Dynamite Entertainment

In mid-September, Sparkle Pop filed a lawsuit against Dynamic Forces, aka Dynamite Entertainment, for what it claims as breach of contract. Sparkle Pop is the new entity that has taken over Diamond Comic Distributors in its chapter 11 process. Sparkle Pop claims Dynamic has “made millions of dollars from its long-standing commercial relationship” but “failed to reimburse Plaintiff for certain costs incurred.” The lawsuit is an attempt to recover those costs. The lawsuit claims that Dynamic was to reimburse Diamond for “storage fees, freight costs, certain marketing-related expenses, and other costs.” Sparkle Pop is looking for damages including interest and costs, disbursements, and attorney’s fees. Dynamic and Dynamite are suing Sparkle Pop/”new” Diamond and claiming they are owed over $500,000 themselves.

Now, Dynamic has responded to Sparkle Pop’s claims and…. filed a counterclaim seeking damages from Sparkle Pop!

Dynamic’s response gets right into things, admitting to simple statement of facts while denying much of the rest. This is a pretty standard response but there are some highlights:

Under Parties: “Denied in part, Sparkle Pop is not the holder of all right title and interest to the assets and receivables owing to Diamond Comic Distributors (“DCD”) pursuant to an Order of the United States Bankruptcy Court for the District of Maryland”

Exercise task A:
Write out everything in the lawsuit passage from "In mid-September, Sparkle" down to "over $500,000 themselves.".

Input:
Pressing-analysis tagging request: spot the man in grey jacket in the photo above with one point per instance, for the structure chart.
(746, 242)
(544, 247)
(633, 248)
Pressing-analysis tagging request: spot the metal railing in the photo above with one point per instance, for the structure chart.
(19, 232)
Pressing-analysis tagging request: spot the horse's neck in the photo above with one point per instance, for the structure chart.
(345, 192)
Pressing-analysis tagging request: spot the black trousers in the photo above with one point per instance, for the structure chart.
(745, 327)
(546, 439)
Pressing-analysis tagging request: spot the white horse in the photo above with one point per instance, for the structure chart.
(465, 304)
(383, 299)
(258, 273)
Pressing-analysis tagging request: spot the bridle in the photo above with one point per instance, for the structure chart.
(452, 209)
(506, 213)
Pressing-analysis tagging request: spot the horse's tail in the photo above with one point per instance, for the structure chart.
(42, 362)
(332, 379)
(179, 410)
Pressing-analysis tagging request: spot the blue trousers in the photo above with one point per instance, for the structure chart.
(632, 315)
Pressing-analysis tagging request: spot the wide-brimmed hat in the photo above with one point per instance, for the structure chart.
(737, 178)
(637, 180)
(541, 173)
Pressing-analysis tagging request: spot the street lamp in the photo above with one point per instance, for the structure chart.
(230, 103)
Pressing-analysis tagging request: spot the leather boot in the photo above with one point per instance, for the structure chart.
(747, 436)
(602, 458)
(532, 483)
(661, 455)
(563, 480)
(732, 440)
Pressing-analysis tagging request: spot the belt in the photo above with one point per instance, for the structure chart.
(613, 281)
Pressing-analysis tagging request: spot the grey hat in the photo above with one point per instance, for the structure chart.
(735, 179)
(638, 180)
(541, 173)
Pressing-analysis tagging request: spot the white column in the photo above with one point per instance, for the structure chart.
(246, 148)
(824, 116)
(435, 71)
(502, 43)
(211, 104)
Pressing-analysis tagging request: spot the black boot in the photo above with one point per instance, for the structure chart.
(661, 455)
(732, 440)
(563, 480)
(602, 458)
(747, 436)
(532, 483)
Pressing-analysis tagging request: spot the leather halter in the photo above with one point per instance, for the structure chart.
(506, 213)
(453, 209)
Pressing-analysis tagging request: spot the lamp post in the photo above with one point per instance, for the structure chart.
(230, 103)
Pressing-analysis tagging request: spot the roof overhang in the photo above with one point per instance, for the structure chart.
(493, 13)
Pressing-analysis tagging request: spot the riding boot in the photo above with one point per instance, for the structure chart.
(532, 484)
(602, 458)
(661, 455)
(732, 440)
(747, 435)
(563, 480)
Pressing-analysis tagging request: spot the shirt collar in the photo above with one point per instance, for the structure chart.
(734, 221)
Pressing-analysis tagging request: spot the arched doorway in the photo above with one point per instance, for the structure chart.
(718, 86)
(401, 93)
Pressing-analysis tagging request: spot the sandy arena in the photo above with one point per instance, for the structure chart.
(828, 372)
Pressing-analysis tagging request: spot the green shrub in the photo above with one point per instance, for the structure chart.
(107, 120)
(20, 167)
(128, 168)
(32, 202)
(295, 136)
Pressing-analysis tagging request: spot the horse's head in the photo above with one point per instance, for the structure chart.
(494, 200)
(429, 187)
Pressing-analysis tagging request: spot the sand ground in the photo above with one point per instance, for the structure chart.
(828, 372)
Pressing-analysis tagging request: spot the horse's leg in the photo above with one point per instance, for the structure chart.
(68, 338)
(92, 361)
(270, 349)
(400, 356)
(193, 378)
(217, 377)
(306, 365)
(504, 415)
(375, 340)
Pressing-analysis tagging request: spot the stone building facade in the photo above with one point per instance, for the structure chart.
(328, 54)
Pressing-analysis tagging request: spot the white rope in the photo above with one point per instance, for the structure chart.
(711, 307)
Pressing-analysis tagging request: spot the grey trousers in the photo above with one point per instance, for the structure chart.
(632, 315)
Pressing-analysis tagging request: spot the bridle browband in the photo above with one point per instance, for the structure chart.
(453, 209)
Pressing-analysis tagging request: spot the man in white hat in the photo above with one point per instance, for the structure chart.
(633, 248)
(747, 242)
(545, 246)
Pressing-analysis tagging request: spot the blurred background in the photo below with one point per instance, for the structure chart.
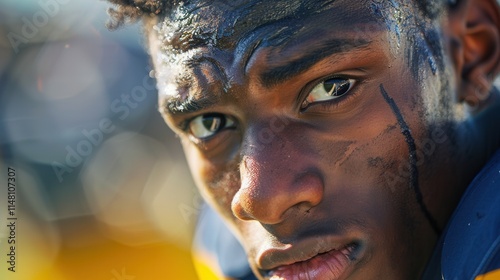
(103, 189)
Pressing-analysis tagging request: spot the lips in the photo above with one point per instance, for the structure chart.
(330, 265)
(313, 259)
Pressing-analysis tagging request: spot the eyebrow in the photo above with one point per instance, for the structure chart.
(178, 105)
(333, 46)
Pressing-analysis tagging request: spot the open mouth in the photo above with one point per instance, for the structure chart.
(332, 265)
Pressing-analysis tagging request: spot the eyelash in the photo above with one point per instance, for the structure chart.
(333, 103)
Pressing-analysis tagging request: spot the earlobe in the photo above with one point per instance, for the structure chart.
(475, 48)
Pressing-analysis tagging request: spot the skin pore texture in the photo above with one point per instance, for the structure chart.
(332, 136)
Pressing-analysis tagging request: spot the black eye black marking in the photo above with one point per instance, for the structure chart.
(405, 130)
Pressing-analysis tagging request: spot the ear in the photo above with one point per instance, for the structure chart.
(474, 27)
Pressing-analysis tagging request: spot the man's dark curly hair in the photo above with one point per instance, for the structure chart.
(133, 10)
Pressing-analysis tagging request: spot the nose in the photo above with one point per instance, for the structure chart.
(276, 183)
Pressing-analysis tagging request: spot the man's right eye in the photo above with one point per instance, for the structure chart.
(208, 125)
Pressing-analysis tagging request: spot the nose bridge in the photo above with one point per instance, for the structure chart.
(275, 176)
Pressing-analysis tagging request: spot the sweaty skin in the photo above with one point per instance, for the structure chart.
(312, 128)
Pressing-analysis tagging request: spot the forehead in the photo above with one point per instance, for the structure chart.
(229, 33)
(225, 23)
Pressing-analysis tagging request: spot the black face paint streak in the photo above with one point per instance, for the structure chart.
(405, 130)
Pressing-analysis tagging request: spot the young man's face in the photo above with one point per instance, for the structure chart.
(315, 133)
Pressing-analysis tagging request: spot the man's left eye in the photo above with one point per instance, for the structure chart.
(328, 90)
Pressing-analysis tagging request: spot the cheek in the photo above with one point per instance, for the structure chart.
(217, 181)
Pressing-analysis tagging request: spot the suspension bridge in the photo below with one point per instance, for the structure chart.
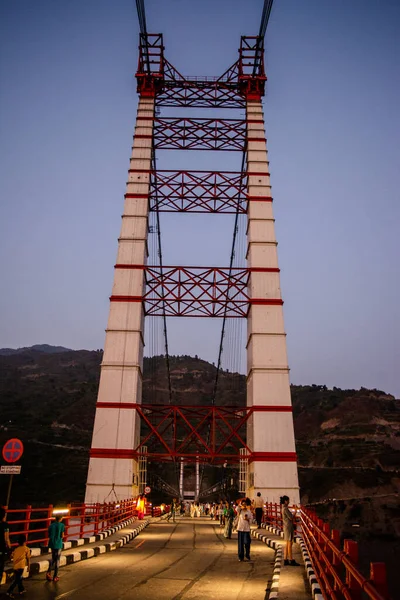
(191, 558)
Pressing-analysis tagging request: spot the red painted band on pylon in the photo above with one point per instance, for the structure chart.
(259, 198)
(263, 269)
(137, 195)
(112, 453)
(129, 266)
(273, 457)
(128, 453)
(126, 298)
(136, 405)
(271, 301)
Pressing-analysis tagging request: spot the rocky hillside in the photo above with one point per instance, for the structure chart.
(348, 441)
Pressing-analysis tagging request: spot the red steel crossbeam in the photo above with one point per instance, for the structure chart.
(196, 291)
(200, 94)
(211, 434)
(180, 133)
(157, 77)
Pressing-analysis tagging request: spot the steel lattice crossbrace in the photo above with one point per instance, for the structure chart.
(196, 291)
(211, 434)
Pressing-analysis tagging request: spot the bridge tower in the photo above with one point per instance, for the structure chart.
(260, 434)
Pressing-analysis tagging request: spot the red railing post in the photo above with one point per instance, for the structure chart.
(82, 513)
(351, 550)
(96, 518)
(28, 514)
(378, 578)
(48, 522)
(66, 521)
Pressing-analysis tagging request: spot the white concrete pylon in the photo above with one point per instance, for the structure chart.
(270, 432)
(113, 473)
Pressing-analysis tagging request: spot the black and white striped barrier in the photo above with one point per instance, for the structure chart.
(315, 588)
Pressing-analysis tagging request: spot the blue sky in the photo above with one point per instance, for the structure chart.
(67, 112)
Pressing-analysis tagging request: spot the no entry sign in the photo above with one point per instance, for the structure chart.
(13, 450)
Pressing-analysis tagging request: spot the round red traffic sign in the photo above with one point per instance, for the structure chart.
(13, 450)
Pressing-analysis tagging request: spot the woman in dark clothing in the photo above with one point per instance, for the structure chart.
(288, 531)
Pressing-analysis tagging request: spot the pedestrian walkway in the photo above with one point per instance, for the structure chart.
(288, 582)
(186, 560)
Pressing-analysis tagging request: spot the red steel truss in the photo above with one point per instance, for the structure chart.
(210, 434)
(156, 76)
(180, 133)
(199, 191)
(197, 433)
(196, 291)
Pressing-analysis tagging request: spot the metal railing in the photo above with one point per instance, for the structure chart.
(335, 565)
(80, 520)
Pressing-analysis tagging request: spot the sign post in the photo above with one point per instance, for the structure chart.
(12, 451)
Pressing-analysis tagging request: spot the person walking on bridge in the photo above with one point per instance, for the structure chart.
(259, 506)
(5, 545)
(21, 559)
(56, 534)
(243, 529)
(173, 510)
(288, 532)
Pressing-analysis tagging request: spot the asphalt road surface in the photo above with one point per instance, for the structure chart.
(188, 560)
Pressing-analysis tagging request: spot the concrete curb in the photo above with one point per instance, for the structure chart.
(314, 585)
(274, 589)
(272, 593)
(42, 565)
(85, 540)
(68, 559)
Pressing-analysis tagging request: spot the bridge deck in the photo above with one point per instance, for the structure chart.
(189, 560)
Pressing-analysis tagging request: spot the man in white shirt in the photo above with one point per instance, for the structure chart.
(243, 529)
(259, 506)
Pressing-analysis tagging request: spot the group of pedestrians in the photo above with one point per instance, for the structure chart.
(238, 517)
(20, 556)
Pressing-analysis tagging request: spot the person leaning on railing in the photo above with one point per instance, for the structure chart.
(288, 532)
(5, 545)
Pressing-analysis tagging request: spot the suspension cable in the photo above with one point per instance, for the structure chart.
(162, 274)
(261, 34)
(141, 16)
(265, 18)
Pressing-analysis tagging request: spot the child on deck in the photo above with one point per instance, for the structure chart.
(21, 559)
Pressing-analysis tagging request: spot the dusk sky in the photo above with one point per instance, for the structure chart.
(67, 112)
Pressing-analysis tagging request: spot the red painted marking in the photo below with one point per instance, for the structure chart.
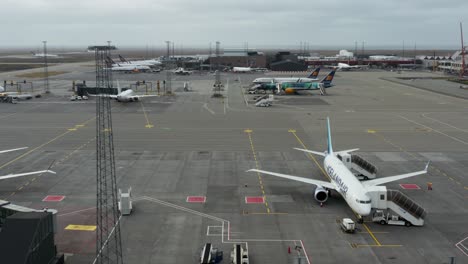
(196, 199)
(254, 199)
(53, 198)
(409, 186)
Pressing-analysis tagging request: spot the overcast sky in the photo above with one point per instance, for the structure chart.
(428, 23)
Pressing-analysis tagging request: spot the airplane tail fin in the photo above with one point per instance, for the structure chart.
(328, 79)
(110, 60)
(122, 58)
(119, 90)
(314, 74)
(329, 144)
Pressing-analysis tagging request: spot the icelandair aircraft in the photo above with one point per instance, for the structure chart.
(294, 87)
(140, 62)
(21, 174)
(347, 67)
(312, 77)
(342, 180)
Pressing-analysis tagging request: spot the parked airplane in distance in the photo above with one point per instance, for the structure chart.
(342, 180)
(22, 174)
(347, 67)
(294, 87)
(182, 71)
(42, 55)
(242, 69)
(152, 62)
(313, 76)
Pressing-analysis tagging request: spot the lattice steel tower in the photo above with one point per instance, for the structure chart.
(108, 241)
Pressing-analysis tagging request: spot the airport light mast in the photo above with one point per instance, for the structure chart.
(46, 69)
(462, 71)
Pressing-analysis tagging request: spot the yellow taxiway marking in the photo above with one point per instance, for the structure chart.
(257, 213)
(360, 245)
(148, 124)
(379, 135)
(81, 227)
(40, 146)
(260, 180)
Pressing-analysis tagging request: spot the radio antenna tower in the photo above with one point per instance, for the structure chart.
(108, 241)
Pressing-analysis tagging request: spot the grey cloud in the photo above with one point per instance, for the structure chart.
(134, 22)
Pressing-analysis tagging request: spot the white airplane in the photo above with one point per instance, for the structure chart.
(242, 69)
(151, 62)
(130, 68)
(22, 174)
(182, 71)
(347, 67)
(127, 95)
(342, 180)
(311, 78)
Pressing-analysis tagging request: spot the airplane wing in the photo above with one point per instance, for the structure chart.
(25, 174)
(113, 96)
(8, 150)
(347, 151)
(295, 178)
(311, 151)
(393, 178)
(146, 95)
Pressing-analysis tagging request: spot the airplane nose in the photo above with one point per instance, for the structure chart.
(365, 211)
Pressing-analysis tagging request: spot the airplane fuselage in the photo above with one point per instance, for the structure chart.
(126, 96)
(347, 185)
(283, 80)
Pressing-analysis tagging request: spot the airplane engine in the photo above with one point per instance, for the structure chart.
(321, 195)
(289, 91)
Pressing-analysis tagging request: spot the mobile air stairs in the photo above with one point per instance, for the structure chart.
(394, 207)
(363, 169)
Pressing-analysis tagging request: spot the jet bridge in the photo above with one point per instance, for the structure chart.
(363, 169)
(397, 203)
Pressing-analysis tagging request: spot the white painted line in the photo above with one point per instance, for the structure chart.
(208, 231)
(435, 130)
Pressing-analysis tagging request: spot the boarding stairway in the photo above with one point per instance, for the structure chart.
(266, 100)
(402, 205)
(363, 169)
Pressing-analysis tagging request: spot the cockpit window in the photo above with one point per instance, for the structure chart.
(363, 201)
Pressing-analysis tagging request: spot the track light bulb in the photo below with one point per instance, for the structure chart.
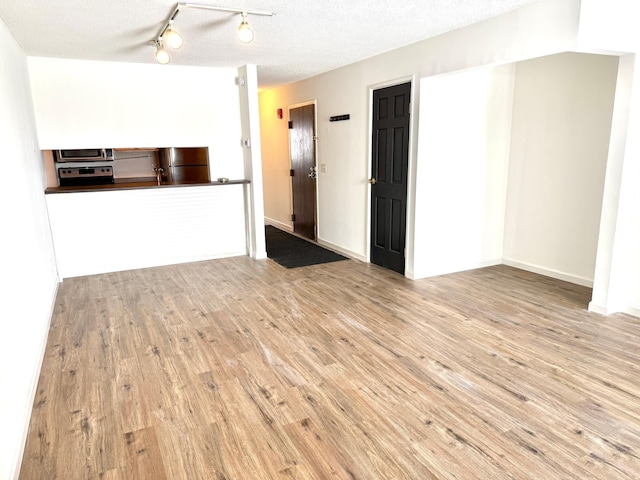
(172, 38)
(162, 57)
(245, 34)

Exercise task B:
How many lines of the entries above contain the string "black", with case counting? Give only the number.

Exercise response A:
In mid-September, Sparkle Pop filed a lawsuit against Dynamic Forces, aka Dynamite Entertainment, for what it claims as breach of contract. Sparkle Pop is the new entity that has taken over Diamond Comic Distributors in its chapter 11 process. Sparkle Pop claims Dynamic has “made millions of dollars from its long-standing commercial relationship” but “failed to reimburse Plaintiff for certain costs incurred.” The lawsuit is an attempt to recover those costs. The lawsuit claims that Dynamic was to reimburse Diamond for “storage fees, freight costs, certain marketing-related expenses, and other costs.” Sparkle Pop is looking for damages including interest and costs, disbursements, and attorney’s fees. Dynamic and Dynamite are suing Sparkle Pop/”new” Diamond and claiming they are owed over $500,000 themselves.

Exercise response B:
5